Il faut sauver le soldat Beheit/Par Mohamed Souleymane Mahah

22 June, 2017 - 02:30

J’ai lu, avec une consternation non feinte, la dernière lettre du journaliste Mohamed Saleck Beheit au président de la République, parue dans les colonnes du journal Le Calame.

Je connais ce journaliste depuis longtemps, pour être originaire de la même ville que lui, mais en ce qui concerne son talent, je ne l’ai découvert que tardivement  à travers ses articles dans CRIDEM d’abord, puis Le Calame ensuite. Depuis lors, je m’intéresse à ce qu’il écrit et ai des raisons défendables de penser, que cet intérêt est largement partagé au sein de la communauté francophone de Mauritanie.

Mais hélas, connaitre un journaliste n’est pas chose facile et présente quelques nuances. Il faut savoir l’identifier au sein d’une série de prototypes qui n’est le reflet d’aucune certitude, si ce n’est celle de le juger à la tendance politique ou de spécialité de ses articles. C’est dire donc que je ne prétends pas connaitre l’homme, en dehors de ce qui est perceptible, aussi bien de sa personnalité, que de sa production intellectuelle et journalistique, que je suis avec assiduité dans les médias et dans Facebook.

Sur ce plan, monsieur Beheit ne semble pas être réductible à une équation partisane, même s’il s’est distingué de 2008 à 2012, par un soutien inconditionnel au président Mohamed Ould Abdel Aziz. Maintenant je viens de comprendre, grâce à sa lettre à ce dernier, le changement intervenu depuis lors sur cette position et admet ce que l’un de nos amis communs, qui partage avec lui l’amour de la langue française, soutient à ce propos.

Indignez-vous !

 Beheit, m’a-t-il dit un jour, a tout de l’iconoclaste au sens politique du terme. Il balaye du revers de la main (de la plume) tout le passé politique de la Mauritanie. Il rejette les systèmes, les apostrophe et les dénonce avec véhémence, ce qui laisse soupçonner chez lui quelques convictions gauchisantes auxquelles son rejet par les systèmes qui se succèdent semble avoir donné un contenu anarchiste.

De ce point de vue, je ne peux être surpris par le ton de cette lettre qui confirme, justifie et exprime, de manière virulente mais contenue, cette tendance. J’avoue, par ailleurs, être à mille lieues de penser qu’un esprit aussi éclairé, un intellectuel de haut niveau et un journaliste, acceptant sans hésiter les conséquences du métier ingrat d’informer, puisse subir, dans son propre pays, les calvaires décrits dans cette lettre au président, sans que cela n’émeut, ni le gouvernement, ni le syndicat des journalistes, ni les nombreux admirateurs de l’auteur.

ÉNONCÉ 1 |
Traduisez en anglais, s'il vous plaît, cette phrase du texte extrait : « Il balaye du revers de la main (de la plume) tout le passé politique de la Mauritanie. »
ÉNONCÉ 2 |
Reprenez tel quel, dans le texte extrait, tout ce qui va de « J’ai lu, avec » jusqu'à « journal Le Calame. ».

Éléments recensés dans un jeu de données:
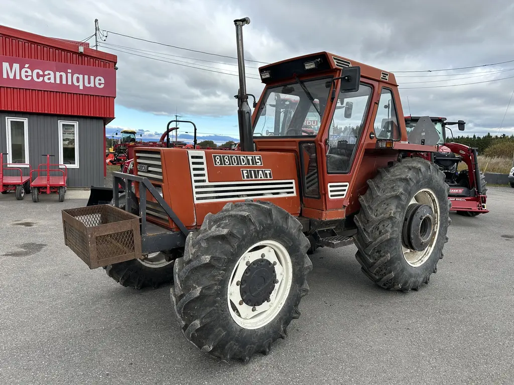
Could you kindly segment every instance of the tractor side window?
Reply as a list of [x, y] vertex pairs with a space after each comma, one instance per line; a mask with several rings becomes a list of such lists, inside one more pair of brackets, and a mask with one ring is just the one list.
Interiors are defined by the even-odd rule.
[[361, 83], [357, 92], [339, 94], [328, 130], [328, 174], [344, 174], [350, 170], [364, 127], [372, 89]]
[[400, 139], [396, 108], [394, 105], [393, 93], [390, 89], [383, 88], [378, 102], [378, 110], [373, 125], [375, 134], [378, 139]]
[[316, 145], [313, 143], [300, 143], [300, 148], [303, 175], [303, 195], [308, 198], [319, 198], [320, 187]]

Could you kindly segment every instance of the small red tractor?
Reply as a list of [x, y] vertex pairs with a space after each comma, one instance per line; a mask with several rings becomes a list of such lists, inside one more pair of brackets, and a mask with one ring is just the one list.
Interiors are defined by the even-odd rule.
[[[448, 143], [447, 130], [453, 133], [449, 126], [457, 125], [464, 131], [465, 122], [447, 122], [438, 117], [405, 117], [409, 141], [411, 143], [435, 145], [437, 152], [430, 154], [431, 160], [445, 174], [445, 180], [450, 187], [448, 198], [451, 202], [450, 209], [461, 215], [475, 217], [488, 213], [485, 176], [480, 172], [476, 148], [460, 143]], [[457, 170], [460, 162], [466, 165], [466, 169]]]
[[[134, 175], [113, 173], [112, 204], [62, 210], [65, 243], [90, 268], [125, 286], [173, 283], [186, 338], [226, 361], [285, 338], [316, 247], [355, 243], [373, 282], [417, 291], [450, 222], [444, 173], [423, 158], [437, 147], [409, 142], [394, 74], [326, 52], [274, 63], [259, 69], [252, 116], [249, 22], [234, 21], [241, 150], [136, 147]], [[265, 121], [272, 134], [256, 134]]]

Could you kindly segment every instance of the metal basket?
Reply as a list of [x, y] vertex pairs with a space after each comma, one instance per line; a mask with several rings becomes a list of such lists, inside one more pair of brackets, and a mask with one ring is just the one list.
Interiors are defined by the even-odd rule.
[[89, 268], [140, 258], [139, 217], [108, 204], [62, 210], [64, 244]]

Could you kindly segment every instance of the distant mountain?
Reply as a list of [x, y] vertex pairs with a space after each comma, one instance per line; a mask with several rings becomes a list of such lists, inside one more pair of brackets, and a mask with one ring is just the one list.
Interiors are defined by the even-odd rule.
[[[181, 142], [185, 142], [187, 143], [192, 143], [193, 140], [194, 138], [194, 136], [190, 135], [187, 133], [179, 134], [177, 137], [177, 139]], [[155, 142], [159, 140], [159, 138], [156, 139], [155, 138], [138, 138], [137, 140], [140, 140], [142, 139], [143, 141], [144, 142]], [[170, 140], [173, 141], [175, 140], [175, 135], [170, 135]], [[212, 140], [216, 144], [223, 144], [223, 143], [226, 143], [229, 141], [232, 141], [232, 142], [235, 142], [237, 143], [239, 142], [239, 139], [236, 138], [232, 138], [232, 137], [229, 137], [226, 135], [206, 135], [203, 136], [200, 136], [199, 135], [196, 137], [196, 141], [197, 143], [199, 143], [204, 140]]]

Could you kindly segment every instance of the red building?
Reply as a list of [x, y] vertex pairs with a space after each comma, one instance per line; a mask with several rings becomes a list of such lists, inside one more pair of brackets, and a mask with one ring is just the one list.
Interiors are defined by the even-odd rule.
[[[68, 185], [103, 185], [115, 55], [0, 26], [0, 150], [27, 173], [54, 156]], [[22, 165], [22, 164], [25, 164]]]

RÉPONSE COMPLÈTE 1 |
He brushes aside, with a sweep of the hand (of the pen), the entire political past of Mauritania.

RÉPONSE COMPLÈTE 2 |
J’ai lu, avec une consternation non feinte, la dernière lettre du journaliste Mohamed Saleck Beheit au président de la République, parue dans les colonnes du journal Le Calame.